-- start --

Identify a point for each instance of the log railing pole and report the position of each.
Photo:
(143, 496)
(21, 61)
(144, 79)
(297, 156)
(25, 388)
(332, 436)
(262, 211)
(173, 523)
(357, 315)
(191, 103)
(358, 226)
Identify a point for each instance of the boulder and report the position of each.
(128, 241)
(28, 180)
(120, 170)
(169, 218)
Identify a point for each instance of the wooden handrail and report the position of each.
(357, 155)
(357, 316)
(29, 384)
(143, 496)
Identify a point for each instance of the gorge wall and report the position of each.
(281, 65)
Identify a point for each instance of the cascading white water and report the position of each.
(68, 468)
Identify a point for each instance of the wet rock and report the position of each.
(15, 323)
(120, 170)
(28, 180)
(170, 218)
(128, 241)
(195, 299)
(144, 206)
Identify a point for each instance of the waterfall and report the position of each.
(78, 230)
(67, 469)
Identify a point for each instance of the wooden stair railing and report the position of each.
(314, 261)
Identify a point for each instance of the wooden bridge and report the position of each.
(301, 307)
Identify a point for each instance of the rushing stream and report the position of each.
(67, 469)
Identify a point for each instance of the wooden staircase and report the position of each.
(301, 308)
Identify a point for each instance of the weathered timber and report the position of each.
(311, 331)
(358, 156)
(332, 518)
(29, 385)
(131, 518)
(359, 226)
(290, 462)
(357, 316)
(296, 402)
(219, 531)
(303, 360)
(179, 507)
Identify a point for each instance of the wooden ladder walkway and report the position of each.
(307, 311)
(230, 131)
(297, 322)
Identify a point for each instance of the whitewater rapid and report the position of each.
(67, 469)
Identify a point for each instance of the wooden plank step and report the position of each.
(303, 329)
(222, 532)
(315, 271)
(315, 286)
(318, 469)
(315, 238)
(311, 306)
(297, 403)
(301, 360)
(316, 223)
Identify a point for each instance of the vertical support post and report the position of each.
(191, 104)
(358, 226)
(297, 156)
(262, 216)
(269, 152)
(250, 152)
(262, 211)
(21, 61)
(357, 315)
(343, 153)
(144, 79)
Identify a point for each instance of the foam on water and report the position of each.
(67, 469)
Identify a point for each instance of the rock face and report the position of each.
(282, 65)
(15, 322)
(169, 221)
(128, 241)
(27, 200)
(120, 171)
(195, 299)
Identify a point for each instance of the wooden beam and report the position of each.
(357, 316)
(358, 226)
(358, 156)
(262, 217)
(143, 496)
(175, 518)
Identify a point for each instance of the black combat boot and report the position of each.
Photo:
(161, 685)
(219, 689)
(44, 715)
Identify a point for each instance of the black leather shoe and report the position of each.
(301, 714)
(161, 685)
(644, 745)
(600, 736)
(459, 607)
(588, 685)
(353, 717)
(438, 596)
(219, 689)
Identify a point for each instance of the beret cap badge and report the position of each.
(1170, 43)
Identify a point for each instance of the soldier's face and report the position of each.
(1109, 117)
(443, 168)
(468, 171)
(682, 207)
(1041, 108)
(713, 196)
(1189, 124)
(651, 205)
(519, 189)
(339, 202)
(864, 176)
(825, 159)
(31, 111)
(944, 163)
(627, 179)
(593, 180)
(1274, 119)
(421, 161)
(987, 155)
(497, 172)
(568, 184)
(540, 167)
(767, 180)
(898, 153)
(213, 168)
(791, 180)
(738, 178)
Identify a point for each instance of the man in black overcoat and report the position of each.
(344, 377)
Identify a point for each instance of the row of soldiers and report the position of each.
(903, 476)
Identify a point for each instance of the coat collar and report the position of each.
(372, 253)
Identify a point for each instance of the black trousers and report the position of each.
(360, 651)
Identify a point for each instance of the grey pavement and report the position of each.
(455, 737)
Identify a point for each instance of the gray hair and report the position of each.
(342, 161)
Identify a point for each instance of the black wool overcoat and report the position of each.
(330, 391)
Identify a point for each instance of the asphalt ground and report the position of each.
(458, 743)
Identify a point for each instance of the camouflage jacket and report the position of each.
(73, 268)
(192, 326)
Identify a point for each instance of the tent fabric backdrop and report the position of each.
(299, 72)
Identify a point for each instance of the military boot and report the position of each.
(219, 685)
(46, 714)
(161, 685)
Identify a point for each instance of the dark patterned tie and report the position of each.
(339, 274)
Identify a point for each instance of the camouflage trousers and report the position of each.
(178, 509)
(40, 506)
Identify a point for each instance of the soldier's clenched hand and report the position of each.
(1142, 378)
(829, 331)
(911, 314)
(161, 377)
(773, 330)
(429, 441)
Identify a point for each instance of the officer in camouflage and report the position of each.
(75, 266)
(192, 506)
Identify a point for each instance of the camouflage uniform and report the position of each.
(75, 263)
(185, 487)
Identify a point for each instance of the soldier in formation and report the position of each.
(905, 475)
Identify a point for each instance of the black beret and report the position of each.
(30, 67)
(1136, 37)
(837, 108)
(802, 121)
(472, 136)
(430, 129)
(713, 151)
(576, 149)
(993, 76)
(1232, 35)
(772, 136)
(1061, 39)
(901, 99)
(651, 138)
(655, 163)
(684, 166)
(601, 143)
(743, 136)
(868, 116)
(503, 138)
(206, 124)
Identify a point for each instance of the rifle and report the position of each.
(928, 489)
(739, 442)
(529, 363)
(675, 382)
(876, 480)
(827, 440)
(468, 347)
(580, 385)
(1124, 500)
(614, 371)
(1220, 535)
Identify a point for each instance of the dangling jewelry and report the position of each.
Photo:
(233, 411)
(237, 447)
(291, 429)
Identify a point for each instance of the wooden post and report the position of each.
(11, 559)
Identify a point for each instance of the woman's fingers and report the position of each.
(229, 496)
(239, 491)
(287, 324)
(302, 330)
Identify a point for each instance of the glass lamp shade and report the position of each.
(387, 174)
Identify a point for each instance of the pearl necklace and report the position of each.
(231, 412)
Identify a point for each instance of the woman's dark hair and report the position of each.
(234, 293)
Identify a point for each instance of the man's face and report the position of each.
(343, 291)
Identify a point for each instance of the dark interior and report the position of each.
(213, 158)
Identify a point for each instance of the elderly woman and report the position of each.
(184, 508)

-- end --

• _Short problem_: Retype everything in the records from the line containing "Identify a point for each instance of the dark interior" down to the end, with no changes.

• _Expected output_:
Identify a point for each instance of the dark interior and report the position of each.
(213, 158)
Identify a point for each instance of the elderly woman and report the position of each.
(184, 508)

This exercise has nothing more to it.